> DIRECTIVE: How many lines in the records below contain the string "outlet", with case counting? Reply with the number alone.

> EXERCISE MATERIALS:
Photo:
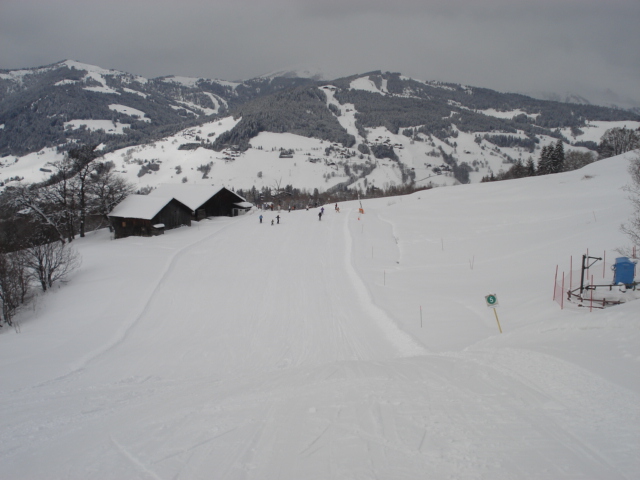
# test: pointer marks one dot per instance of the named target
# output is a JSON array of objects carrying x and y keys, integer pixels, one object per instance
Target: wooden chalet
[
  {"x": 144, "y": 216},
  {"x": 204, "y": 200}
]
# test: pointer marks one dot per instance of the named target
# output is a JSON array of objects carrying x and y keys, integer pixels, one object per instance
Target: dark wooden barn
[
  {"x": 144, "y": 216},
  {"x": 203, "y": 200}
]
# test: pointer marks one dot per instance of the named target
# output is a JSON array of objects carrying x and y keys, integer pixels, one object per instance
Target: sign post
[{"x": 492, "y": 302}]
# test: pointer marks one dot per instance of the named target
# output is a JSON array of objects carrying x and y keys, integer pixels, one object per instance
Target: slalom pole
[
  {"x": 496, "y": 313},
  {"x": 571, "y": 273}
]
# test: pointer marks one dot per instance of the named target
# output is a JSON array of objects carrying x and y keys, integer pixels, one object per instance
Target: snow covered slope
[{"x": 239, "y": 350}]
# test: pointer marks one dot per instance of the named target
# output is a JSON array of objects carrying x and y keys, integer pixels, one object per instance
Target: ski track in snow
[{"x": 265, "y": 352}]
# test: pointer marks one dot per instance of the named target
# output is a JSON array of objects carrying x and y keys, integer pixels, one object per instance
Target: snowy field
[{"x": 355, "y": 347}]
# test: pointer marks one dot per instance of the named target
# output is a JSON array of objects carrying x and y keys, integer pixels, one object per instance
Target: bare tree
[
  {"x": 14, "y": 284},
  {"x": 107, "y": 189},
  {"x": 84, "y": 163},
  {"x": 51, "y": 262},
  {"x": 29, "y": 200}
]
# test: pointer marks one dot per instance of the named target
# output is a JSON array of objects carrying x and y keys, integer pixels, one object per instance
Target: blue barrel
[{"x": 623, "y": 271}]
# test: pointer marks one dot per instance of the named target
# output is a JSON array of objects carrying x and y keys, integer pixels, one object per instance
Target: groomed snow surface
[{"x": 238, "y": 350}]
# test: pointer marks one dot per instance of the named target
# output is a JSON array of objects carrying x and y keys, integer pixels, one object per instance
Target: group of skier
[{"x": 320, "y": 213}]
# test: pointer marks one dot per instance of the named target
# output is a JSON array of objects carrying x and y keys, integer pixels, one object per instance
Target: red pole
[{"x": 571, "y": 273}]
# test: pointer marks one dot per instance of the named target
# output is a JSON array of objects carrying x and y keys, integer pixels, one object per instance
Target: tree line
[
  {"x": 39, "y": 221},
  {"x": 553, "y": 158}
]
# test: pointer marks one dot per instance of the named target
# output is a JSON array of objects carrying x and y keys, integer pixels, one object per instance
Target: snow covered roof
[
  {"x": 140, "y": 206},
  {"x": 193, "y": 196}
]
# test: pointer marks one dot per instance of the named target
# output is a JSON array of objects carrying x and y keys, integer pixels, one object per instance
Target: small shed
[
  {"x": 204, "y": 200},
  {"x": 144, "y": 216}
]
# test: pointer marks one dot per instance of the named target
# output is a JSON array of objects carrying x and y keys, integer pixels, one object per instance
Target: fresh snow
[{"x": 358, "y": 346}]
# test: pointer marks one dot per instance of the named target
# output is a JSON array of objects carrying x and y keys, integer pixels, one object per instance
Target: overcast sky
[{"x": 582, "y": 46}]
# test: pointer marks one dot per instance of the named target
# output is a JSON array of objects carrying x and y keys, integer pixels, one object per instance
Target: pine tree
[
  {"x": 545, "y": 162},
  {"x": 557, "y": 157},
  {"x": 531, "y": 167}
]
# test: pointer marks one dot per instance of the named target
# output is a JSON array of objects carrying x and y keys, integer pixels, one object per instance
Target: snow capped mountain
[{"x": 368, "y": 130}]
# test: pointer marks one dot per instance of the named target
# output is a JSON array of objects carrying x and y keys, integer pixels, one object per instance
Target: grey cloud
[{"x": 511, "y": 46}]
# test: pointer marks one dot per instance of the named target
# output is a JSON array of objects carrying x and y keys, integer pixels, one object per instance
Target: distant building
[
  {"x": 144, "y": 216},
  {"x": 204, "y": 200}
]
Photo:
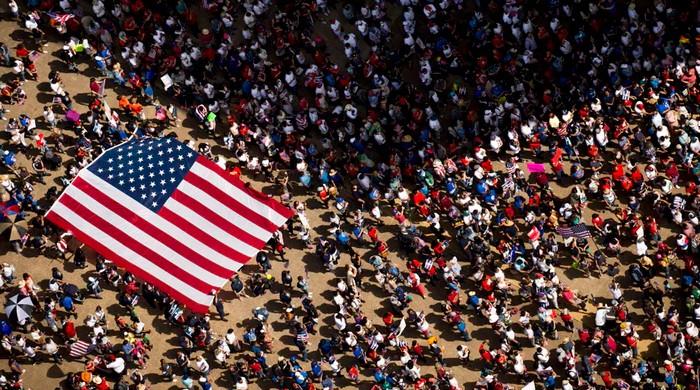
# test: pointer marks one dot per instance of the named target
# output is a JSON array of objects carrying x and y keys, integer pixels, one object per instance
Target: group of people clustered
[{"x": 449, "y": 118}]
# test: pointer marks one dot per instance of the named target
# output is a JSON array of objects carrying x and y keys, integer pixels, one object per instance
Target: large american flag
[{"x": 169, "y": 215}]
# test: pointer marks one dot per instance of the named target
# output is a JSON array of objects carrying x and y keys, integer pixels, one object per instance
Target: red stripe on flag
[
  {"x": 123, "y": 263},
  {"x": 216, "y": 219},
  {"x": 152, "y": 230},
  {"x": 262, "y": 198},
  {"x": 230, "y": 202},
  {"x": 202, "y": 236},
  {"x": 170, "y": 267}
]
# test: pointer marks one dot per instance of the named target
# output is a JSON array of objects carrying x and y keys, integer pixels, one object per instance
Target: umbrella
[
  {"x": 19, "y": 307},
  {"x": 17, "y": 227}
]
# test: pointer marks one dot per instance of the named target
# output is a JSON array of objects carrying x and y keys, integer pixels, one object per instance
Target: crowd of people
[{"x": 449, "y": 125}]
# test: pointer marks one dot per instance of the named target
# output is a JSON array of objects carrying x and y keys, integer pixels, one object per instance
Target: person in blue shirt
[
  {"x": 68, "y": 305},
  {"x": 9, "y": 158},
  {"x": 148, "y": 92},
  {"x": 316, "y": 370}
]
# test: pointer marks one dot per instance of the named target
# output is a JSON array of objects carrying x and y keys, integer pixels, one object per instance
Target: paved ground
[{"x": 322, "y": 283}]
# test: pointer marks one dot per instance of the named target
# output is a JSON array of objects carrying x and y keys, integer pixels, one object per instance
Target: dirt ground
[{"x": 45, "y": 374}]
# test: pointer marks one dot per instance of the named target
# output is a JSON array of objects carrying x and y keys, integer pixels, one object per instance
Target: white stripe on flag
[
  {"x": 224, "y": 211},
  {"x": 207, "y": 226},
  {"x": 144, "y": 238},
  {"x": 156, "y": 220},
  {"x": 129, "y": 255},
  {"x": 248, "y": 201}
]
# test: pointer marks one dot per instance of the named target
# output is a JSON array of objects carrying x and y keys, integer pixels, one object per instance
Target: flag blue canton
[{"x": 147, "y": 169}]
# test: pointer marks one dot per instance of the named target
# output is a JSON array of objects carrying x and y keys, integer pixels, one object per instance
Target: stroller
[{"x": 74, "y": 292}]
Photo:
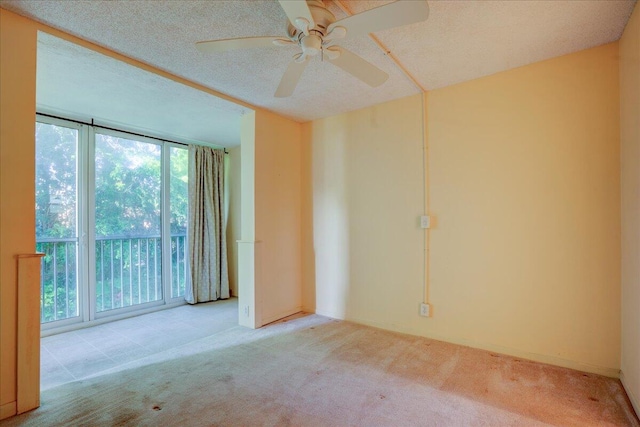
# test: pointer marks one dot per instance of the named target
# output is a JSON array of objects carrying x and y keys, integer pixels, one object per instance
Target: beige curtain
[{"x": 207, "y": 241}]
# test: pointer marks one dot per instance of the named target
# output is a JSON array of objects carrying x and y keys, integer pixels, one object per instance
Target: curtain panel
[{"x": 207, "y": 240}]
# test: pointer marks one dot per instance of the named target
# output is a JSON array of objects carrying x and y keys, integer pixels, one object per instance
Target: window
[{"x": 111, "y": 218}]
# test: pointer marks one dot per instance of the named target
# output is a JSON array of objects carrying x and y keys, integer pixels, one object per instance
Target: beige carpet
[{"x": 314, "y": 371}]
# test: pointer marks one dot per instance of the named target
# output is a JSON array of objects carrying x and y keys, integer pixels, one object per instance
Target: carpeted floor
[{"x": 313, "y": 371}]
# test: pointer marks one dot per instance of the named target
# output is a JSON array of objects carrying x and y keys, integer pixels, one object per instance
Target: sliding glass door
[
  {"x": 127, "y": 225},
  {"x": 57, "y": 220},
  {"x": 111, "y": 213}
]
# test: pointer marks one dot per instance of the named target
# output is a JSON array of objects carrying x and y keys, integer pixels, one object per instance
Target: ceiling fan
[{"x": 315, "y": 29}]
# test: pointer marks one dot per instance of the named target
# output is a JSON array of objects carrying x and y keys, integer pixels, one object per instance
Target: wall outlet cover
[{"x": 425, "y": 310}]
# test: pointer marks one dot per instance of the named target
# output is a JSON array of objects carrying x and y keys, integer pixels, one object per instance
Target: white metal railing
[{"x": 128, "y": 272}]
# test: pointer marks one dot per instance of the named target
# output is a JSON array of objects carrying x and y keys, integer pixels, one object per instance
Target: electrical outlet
[{"x": 425, "y": 310}]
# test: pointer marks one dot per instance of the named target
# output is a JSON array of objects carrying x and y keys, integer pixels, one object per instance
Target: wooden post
[{"x": 28, "y": 333}]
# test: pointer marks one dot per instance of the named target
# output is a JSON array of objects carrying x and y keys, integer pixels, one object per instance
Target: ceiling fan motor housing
[{"x": 321, "y": 16}]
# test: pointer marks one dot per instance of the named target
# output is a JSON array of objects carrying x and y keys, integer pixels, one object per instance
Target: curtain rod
[{"x": 117, "y": 130}]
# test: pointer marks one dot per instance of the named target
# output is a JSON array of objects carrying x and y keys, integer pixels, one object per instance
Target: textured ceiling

> TASK SOLUTION: 2